**Task description:** Lines from the one containing "Could you please point out the cloudy" through the final line of the entries below: reproduce them exactly, all of them and only them.

-------- Task material --------

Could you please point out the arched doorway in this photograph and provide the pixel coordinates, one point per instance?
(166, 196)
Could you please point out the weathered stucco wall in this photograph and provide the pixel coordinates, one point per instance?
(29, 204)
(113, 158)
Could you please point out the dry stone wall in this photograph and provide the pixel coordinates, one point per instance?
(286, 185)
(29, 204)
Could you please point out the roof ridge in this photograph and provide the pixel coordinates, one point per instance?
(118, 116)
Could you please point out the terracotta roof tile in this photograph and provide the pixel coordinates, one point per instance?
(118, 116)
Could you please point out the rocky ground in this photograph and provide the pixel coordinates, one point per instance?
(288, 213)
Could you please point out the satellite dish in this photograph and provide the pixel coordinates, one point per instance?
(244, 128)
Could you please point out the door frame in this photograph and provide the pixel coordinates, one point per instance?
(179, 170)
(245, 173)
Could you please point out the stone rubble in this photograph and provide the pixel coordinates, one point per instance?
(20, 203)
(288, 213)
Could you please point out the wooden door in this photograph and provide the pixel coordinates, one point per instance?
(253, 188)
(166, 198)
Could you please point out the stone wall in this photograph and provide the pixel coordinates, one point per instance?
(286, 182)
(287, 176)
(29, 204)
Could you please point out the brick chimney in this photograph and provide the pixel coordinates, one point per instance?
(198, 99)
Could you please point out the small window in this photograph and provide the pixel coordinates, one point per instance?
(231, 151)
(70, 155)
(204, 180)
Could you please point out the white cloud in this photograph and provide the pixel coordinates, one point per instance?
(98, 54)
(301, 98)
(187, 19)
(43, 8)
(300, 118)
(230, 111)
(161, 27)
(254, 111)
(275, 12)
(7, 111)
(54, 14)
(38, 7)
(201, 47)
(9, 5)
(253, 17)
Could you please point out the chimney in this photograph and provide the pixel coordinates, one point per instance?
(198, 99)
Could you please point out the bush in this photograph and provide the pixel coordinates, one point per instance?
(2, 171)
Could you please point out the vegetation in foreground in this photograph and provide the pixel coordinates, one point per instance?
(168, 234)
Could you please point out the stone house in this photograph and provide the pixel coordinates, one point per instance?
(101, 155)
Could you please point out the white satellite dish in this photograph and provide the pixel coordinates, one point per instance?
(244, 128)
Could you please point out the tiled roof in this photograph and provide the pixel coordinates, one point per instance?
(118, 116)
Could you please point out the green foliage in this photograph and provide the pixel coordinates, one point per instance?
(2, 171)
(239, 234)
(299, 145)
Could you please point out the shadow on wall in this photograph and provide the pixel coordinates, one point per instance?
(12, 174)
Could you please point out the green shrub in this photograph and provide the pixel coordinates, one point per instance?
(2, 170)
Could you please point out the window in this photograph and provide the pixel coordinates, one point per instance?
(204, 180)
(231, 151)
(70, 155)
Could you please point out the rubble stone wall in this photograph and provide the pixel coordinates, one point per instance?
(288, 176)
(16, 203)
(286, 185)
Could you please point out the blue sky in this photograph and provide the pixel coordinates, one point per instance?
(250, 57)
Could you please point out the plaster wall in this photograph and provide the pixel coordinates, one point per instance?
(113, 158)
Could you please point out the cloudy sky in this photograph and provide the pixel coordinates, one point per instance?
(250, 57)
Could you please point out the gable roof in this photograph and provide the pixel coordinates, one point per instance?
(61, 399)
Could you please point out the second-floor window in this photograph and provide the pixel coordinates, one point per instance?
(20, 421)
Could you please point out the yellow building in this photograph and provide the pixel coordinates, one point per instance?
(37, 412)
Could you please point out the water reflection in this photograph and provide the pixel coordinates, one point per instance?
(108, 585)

--------

**Solved exercise:**
Could you please point out the cloudy sky in this photograph and provide the pixel coordinates, one point per instance?
(250, 57)
Could you please point out the gable roof in this photograph and provide the pixel coordinates, one point per instance?
(61, 399)
Could you please point out the second-floor window in this photograph and provide the pixel coordinates, one point per instance?
(20, 421)
Could you please point out the yellow building in this photograph and provide the pixel coordinates, one point per instance?
(37, 412)
Could you please point out the water reflection in this photograph and provide the pixel coordinates, one point per instance?
(108, 585)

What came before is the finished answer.